DIRECTIONS FOR THIS TASK.
Begin with the line that contains "For every instance of the white hard" and transcribe each line after it, up to and including the last line of the listing below.

begin DATA TO PROCESS

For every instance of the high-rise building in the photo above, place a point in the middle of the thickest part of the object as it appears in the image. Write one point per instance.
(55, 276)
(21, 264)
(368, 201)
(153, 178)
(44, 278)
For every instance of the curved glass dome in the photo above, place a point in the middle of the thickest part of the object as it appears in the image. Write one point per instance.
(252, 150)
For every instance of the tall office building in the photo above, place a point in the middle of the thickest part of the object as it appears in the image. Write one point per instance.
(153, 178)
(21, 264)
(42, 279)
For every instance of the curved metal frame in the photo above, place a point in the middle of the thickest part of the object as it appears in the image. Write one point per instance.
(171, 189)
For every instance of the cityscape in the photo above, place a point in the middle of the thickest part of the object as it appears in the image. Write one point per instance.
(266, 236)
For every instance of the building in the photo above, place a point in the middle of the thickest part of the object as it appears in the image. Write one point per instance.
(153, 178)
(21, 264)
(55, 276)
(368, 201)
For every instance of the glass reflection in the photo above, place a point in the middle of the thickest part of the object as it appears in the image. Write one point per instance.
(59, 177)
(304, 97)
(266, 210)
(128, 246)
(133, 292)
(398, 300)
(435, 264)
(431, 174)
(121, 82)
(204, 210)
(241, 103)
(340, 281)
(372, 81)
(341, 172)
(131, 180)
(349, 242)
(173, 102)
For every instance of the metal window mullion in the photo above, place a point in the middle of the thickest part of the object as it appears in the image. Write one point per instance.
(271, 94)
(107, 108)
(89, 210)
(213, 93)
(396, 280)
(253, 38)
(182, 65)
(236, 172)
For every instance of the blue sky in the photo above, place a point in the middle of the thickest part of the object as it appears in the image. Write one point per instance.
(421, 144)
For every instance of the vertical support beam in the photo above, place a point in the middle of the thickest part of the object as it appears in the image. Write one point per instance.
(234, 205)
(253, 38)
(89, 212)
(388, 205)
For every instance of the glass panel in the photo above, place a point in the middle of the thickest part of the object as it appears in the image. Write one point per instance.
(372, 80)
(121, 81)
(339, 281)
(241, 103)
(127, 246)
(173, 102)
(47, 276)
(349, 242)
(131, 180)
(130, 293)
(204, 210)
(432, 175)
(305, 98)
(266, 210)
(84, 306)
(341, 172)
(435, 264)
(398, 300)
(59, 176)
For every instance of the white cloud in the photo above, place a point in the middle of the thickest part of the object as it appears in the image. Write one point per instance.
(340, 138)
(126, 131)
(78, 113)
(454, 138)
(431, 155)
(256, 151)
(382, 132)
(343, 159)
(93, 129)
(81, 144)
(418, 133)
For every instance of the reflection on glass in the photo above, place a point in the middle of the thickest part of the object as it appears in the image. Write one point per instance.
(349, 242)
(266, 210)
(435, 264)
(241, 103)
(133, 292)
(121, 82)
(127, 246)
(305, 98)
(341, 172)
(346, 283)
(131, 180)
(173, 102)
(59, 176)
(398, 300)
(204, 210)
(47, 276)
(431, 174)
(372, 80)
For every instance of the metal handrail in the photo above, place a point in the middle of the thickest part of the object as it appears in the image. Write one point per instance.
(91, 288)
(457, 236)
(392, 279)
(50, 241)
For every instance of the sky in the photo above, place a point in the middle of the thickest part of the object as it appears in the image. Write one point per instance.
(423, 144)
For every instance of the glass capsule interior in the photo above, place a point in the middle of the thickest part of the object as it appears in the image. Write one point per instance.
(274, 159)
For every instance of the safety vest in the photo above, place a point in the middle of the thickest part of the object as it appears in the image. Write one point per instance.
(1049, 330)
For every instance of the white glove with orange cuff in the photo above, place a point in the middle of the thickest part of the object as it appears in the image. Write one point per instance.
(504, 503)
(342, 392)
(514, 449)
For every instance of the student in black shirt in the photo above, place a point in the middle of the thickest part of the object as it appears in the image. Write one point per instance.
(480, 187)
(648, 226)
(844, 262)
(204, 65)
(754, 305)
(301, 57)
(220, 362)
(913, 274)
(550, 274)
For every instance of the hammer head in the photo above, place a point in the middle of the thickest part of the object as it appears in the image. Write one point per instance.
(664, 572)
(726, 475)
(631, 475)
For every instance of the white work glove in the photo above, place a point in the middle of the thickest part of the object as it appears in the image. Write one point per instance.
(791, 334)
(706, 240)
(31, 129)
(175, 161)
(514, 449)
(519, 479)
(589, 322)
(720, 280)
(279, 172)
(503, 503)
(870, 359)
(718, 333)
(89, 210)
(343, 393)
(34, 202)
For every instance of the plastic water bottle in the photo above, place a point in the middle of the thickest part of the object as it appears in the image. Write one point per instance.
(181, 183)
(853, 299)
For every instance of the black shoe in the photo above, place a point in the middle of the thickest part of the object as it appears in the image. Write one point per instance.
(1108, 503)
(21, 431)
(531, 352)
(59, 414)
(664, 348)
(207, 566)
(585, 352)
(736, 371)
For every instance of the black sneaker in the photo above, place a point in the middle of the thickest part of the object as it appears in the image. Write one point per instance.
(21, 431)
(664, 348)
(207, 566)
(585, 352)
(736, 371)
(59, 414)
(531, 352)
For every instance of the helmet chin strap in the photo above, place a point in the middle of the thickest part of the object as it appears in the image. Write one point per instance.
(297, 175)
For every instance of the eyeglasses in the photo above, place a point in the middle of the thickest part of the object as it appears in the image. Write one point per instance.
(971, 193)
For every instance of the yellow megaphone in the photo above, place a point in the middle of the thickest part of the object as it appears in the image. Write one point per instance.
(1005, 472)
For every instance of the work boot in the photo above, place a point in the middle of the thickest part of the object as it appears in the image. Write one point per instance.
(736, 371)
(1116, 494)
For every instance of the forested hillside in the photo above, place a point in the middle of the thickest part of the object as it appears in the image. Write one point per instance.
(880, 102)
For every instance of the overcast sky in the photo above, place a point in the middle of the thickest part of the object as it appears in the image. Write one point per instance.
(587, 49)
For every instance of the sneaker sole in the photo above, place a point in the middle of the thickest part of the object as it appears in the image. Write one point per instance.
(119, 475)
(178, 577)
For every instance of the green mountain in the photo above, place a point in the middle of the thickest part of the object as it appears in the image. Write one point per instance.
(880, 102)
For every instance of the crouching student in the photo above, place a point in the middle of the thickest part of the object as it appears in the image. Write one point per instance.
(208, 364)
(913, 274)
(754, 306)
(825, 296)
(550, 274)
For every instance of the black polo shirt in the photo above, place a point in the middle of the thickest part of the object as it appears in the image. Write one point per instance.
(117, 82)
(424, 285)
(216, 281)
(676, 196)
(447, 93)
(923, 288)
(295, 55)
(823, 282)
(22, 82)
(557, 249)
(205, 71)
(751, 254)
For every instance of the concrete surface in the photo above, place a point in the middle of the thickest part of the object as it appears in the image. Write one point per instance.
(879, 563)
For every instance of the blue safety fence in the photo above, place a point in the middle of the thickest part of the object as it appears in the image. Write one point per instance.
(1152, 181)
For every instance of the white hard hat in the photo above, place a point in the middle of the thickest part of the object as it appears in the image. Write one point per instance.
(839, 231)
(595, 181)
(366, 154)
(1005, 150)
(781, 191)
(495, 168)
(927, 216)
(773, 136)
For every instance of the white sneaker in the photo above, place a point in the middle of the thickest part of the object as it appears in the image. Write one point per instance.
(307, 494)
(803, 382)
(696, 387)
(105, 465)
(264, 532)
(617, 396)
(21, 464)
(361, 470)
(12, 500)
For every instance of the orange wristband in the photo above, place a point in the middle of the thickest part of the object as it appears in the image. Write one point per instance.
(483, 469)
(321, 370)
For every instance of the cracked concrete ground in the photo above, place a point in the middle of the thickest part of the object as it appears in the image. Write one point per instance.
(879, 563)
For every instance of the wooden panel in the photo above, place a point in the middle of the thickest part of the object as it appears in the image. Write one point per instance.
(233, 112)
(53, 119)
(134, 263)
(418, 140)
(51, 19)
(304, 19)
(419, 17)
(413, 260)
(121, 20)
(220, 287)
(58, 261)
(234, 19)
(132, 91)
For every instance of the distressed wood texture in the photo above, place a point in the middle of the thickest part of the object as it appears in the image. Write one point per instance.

end DATA TO PROCESS

RESPONSE FOR THIS EXERCISE.
For every instance of the white hard hat in the photo above, place a point in the middle of the thickest part of the object as it appears in the image. Write one point per instance.
(839, 231)
(595, 181)
(366, 154)
(1005, 150)
(781, 191)
(495, 168)
(927, 216)
(773, 136)
For every instance of the white sneaker in the photo above, place a point in the middle of the thickest part of the object as it appears in the image. Write one point per instance.
(307, 494)
(803, 382)
(696, 387)
(105, 465)
(264, 532)
(617, 396)
(21, 464)
(361, 470)
(12, 500)
For every instance of the orange wristband in the photo above, place a point in the middle of the thickest part of the object as it appears in the image. Write one point per instance.
(483, 469)
(321, 370)
For every instance of the cracked concrete ground in the photo above, place a point in the middle of the thickest part of the object as it appears in the image. Write one point per instance.
(879, 563)
For every instance of the wooden panel in the photo above, place a point in the middle of the thickest part of the object as it appears in the image. Write one point per instance.
(233, 112)
(53, 119)
(134, 263)
(418, 140)
(51, 19)
(304, 19)
(419, 17)
(413, 260)
(121, 20)
(220, 287)
(58, 261)
(234, 19)
(132, 91)
For every instance of the distressed wood texture in the photo above, place a point in the middle of the thickest part of the object as it appears in the image. Write one point per instance.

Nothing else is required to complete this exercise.